**Kutipan Sumber:**
+++

ChanelMuslim.com – Komisi VIII DPR RI dan Menteri Agama RI menyepakati bahwa Biaya Penyelenggaraan Ibadah Haji (BPIH) tahun 2020 tidak mengalami kenaikan dibandingkan tahun 2019, yaitu Rp35.235.602 atau USD 2.563. Pembayaran BPIH tahun 2020 ini dilakukan dengan menggunakan mata uang rupiah. BPIH ini tetap dengan menggunakan asumsi jumlah jemaah haji sebanyak 231.000 orang.
Dengan besaran BPIH tersebut, jemaah haji Indonesia hanya membayar 51% dari rata-rata total biaya haji per-jemaah sebesar Rp69.174.167.97,- dan sisanya rata-rata sebesar Rp 33.938.565,97 atau 49% dibiayai dari dana nilai manfaat dan dana efesiensi tahun sebelumnya.
Salah satu penyebab tetapnya BPIH tahun ini adalah karena asumsi mata uang rupiah yang menguat atas mata uang asing, terutama USD dan Saudi Arabia Riyal (SAR). Pada tahun sebelumnya, asumsi Dollar Amerika Serikat atas rupiah sebesar Rp14.200,- maka tahun ini sebesar Rp13.750. Tentu ini berpengaruh terutama terhadap biaya penerbangan yang cukup signifikan sebesar Rp28.600.000,- sementara tahun 2019 lalu sebesar Rp30.079.285,-
Dalam BPIH tahun 2020 ini, jemaah haji Indonesia tetap mendapatkan pelayanan yang selama ini didapatkan antara lain, pemondokan, konsumsi dan transportasi. Jemaah haji Indonesia tetap akan mendapatkan living cost (uang saku) sebesar 1.500 SAR (Rp5.500.005,-) dan biaya visa sebesar SAR 300 (Rp1.100.000,-) yang ditanggung dari BPIH ini. Jadi jemaah haji tidak perlu mengeluarkan biaya kembali untuk pengurusan visa haji.

+++

(Cuplikan dataset anotasi lokasi)
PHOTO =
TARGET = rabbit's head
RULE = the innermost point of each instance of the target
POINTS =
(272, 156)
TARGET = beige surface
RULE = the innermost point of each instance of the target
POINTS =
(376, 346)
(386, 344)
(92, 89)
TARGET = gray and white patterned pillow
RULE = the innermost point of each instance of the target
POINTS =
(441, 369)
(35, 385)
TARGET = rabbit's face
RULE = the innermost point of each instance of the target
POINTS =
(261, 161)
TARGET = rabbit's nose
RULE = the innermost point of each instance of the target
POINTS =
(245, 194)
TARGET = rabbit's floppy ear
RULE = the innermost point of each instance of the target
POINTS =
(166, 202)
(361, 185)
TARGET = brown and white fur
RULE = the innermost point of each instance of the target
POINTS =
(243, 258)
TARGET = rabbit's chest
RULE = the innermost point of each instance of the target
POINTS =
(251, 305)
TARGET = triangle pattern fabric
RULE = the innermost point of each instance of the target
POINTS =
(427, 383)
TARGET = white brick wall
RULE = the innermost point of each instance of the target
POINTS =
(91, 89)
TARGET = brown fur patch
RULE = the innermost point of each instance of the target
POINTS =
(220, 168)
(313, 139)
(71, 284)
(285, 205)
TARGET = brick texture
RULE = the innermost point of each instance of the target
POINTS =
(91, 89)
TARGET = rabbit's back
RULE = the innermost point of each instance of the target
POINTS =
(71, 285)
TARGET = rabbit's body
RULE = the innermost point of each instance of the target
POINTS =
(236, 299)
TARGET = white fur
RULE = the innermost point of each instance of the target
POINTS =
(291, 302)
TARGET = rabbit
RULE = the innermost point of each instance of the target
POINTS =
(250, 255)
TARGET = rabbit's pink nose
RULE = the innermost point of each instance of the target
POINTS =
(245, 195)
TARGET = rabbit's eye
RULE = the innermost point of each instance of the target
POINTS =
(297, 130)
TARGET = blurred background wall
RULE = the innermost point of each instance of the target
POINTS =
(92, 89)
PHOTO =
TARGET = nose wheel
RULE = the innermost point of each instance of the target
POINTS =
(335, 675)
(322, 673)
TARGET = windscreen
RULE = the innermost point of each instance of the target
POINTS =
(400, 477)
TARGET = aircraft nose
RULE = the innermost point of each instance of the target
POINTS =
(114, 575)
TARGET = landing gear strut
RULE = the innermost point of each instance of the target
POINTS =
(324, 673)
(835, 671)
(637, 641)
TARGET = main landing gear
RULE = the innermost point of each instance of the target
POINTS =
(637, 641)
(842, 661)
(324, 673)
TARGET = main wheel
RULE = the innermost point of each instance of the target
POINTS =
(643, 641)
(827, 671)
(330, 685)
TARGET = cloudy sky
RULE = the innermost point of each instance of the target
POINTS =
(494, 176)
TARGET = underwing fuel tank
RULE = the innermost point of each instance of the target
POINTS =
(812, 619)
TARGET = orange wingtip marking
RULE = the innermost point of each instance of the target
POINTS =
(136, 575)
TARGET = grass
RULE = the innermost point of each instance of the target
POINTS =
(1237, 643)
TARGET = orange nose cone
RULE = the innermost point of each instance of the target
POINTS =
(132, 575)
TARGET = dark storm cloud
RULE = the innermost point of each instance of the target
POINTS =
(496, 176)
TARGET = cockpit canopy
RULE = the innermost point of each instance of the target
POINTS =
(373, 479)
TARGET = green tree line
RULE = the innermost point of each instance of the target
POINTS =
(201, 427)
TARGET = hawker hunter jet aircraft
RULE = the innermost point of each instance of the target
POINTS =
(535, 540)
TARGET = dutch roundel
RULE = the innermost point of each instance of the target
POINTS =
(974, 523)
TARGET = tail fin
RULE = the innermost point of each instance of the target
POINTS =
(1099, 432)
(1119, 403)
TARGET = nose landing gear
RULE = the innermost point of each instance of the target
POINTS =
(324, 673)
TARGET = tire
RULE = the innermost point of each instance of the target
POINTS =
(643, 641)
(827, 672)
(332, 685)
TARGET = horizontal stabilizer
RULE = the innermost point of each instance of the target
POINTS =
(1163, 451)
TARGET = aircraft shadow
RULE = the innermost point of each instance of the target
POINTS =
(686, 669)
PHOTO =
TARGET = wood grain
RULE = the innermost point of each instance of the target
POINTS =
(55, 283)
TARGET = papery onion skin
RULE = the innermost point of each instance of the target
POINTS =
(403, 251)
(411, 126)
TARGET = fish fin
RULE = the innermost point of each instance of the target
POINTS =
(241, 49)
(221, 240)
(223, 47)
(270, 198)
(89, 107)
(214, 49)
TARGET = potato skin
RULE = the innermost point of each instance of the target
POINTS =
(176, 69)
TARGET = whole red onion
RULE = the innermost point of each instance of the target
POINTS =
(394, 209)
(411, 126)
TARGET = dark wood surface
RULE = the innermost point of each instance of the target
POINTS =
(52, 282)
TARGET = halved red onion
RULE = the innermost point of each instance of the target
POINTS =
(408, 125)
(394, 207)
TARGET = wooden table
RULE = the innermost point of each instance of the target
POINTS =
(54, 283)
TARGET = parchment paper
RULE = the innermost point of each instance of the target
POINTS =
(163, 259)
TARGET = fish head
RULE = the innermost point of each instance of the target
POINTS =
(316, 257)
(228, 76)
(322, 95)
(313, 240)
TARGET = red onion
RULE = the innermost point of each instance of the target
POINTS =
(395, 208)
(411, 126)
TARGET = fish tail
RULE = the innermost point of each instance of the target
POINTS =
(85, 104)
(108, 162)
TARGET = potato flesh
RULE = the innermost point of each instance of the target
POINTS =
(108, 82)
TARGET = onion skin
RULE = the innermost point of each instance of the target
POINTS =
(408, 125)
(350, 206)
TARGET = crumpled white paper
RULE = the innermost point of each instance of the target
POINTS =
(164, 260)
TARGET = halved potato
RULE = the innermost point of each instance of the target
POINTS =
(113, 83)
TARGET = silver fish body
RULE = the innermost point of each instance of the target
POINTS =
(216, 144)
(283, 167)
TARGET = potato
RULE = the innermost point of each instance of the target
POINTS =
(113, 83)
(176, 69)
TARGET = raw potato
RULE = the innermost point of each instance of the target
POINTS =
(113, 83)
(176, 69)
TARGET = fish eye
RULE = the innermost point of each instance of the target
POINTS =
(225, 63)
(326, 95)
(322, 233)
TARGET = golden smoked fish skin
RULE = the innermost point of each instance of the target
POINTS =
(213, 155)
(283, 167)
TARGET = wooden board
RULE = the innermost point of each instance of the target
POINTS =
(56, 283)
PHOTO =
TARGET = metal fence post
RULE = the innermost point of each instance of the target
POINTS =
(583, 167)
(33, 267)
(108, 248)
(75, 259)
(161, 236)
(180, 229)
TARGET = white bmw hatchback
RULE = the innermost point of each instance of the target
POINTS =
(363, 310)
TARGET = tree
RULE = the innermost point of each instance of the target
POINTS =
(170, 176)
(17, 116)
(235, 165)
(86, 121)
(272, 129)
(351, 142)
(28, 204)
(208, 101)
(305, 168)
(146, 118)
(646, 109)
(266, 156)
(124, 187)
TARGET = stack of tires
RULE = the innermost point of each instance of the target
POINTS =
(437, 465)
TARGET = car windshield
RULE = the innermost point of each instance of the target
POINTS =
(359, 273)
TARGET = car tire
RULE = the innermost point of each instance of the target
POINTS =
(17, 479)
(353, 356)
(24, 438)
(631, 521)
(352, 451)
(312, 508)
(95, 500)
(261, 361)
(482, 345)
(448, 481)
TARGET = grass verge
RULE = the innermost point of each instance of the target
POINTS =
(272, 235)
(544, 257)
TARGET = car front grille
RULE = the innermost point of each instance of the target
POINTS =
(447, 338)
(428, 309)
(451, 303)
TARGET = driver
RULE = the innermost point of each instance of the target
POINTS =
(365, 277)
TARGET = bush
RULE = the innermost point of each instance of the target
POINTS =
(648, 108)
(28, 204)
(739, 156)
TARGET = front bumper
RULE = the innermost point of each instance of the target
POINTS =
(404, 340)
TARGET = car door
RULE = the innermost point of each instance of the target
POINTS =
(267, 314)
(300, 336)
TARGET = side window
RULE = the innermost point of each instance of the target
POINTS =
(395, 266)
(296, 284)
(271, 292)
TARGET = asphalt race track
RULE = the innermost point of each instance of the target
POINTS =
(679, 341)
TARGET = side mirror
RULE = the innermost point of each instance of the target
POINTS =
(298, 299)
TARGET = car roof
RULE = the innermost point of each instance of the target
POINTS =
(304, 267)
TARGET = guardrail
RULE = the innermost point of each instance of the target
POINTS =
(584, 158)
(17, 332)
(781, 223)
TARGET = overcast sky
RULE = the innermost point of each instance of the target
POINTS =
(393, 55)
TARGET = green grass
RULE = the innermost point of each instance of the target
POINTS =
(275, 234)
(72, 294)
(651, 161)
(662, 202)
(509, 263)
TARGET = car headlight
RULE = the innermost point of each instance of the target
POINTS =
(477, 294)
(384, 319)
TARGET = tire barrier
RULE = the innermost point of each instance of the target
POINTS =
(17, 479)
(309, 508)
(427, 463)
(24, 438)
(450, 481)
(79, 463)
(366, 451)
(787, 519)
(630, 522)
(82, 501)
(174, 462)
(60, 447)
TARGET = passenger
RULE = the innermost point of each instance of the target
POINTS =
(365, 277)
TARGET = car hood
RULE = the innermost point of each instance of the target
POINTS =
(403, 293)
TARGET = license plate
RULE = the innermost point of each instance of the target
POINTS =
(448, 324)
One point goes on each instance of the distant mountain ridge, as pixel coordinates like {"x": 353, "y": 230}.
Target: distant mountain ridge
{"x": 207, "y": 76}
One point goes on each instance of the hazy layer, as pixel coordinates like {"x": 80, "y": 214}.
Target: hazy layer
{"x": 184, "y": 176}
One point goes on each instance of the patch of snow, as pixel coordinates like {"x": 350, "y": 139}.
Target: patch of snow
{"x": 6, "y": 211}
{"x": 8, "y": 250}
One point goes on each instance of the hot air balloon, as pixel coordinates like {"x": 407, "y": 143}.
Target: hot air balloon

+++

**Ketentuan Tugas:** Salin ulang seluruh teks tentang biaya haji tahun 2020 tanpa mengubah satu kata pun.

**Jawaban Tugas:**
ChanelMuslim.com – Komisi VIII DPR RI dan Menteri Agama RI menyepakati bahwa Biaya Penyelenggaraan Ibadah Haji (BPIH) tahun 2020 tidak mengalami kenaikan dibandingkan tahun 2019, yaitu Rp35.235.602 atau USD 2.563. Pembayaran BPIH tahun 2020 ini dilakukan dengan menggunakan mata uang rupiah. BPIH ini tetap dengan menggunakan asumsi jumlah jemaah haji sebanyak 231.000 orang.
Dengan besaran BPIH tersebut, jemaah haji Indonesia hanya membayar 51% dari rata-rata total biaya haji per-jemaah sebesar Rp69.174.167.97,- dan sisanya rata-rata sebesar Rp 33.938.565,97 atau 49% dibiayai dari dana nilai manfaat dan dana efesiensi tahun sebelumnya.
Salah satu penyebab tetapnya BPIH tahun ini adalah karena asumsi mata uang rupiah yang menguat atas mata uang asing, terutama USD dan Saudi Arabia Riyal (SAR). Pada tahun sebelumnya, asumsi Dollar Amerika Serikat atas rupiah sebesar Rp14.200,- maka tahun ini sebesar Rp13.750. Tentu ini berpengaruh terutama terhadap biaya penerbangan yang cukup signifikan sebesar Rp28.600.000,- sementara tahun 2019 lalu sebesar Rp30.079.285,-
Dalam BPIH tahun 2020 ini, jemaah haji Indonesia tetap mendapatkan pelayanan yang selama ini didapatkan antara lain, pemondokan, konsumsi dan transportasi. Jemaah haji Indonesia tetap akan mendapatkan living cost (uang saku) sebesar 1.500 SAR (Rp5.500.005,-) dan biaya visa sebesar SAR 300 (Rp1.100.000,-) yang ditanggung dari BPIH ini. Jadi jemaah haji tidak perlu mengeluarkan biaya kembali untuk pengurusan visa haji.